* [WORK TO COMPLETE] Recast every line of the records below as a numbered list, skipping blank lines and leaving out the pictures.

— start of INFORMATION PROVIDED —

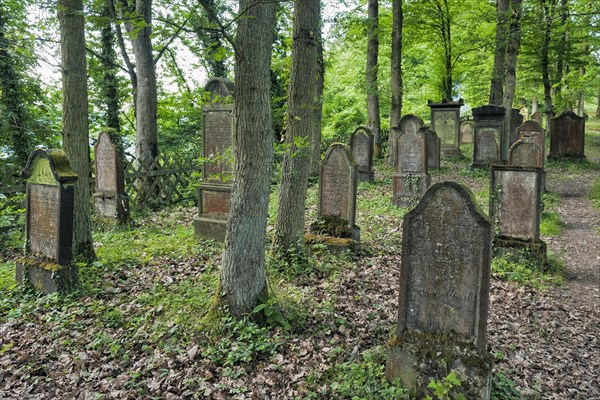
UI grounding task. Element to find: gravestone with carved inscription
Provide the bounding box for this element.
[427,99,464,157]
[489,166,546,267]
[386,182,492,399]
[392,128,431,207]
[350,126,375,182]
[194,78,234,241]
[94,131,129,222]
[548,111,585,160]
[471,105,508,168]
[311,143,360,241]
[460,121,474,144]
[16,149,79,293]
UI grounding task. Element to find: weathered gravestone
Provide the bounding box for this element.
[460,121,474,144]
[489,166,546,266]
[471,105,508,168]
[350,127,375,182]
[94,132,129,222]
[548,111,585,160]
[427,99,464,157]
[508,108,523,149]
[392,129,431,207]
[386,182,492,399]
[194,78,234,241]
[16,150,79,293]
[311,143,360,241]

— end of INFORMATION PROVIDED —

* [THE RESPONSE]
1. UI grounding task. Element to find: gravestone with carved inscription
2. Provide the bounding box for this element.
3. [427,99,464,157]
4. [489,166,546,267]
5. [386,182,492,399]
6. [392,128,431,207]
7. [350,126,375,182]
8. [194,78,234,241]
9. [94,131,129,222]
10. [548,111,585,160]
11. [471,105,508,168]
12. [311,143,360,241]
13. [460,121,474,144]
14. [16,149,79,293]
15. UI grounding task. Element to find: weathered gravestone
16. Provide the bounding box for this element.
17. [460,121,474,144]
18. [489,166,546,266]
19. [471,105,508,168]
20. [350,127,375,182]
21. [94,132,129,222]
22. [548,111,585,160]
23. [427,99,464,157]
24. [508,108,523,149]
25. [392,129,431,207]
26. [386,182,492,399]
27. [194,78,234,241]
28. [16,150,79,293]
29. [311,143,360,241]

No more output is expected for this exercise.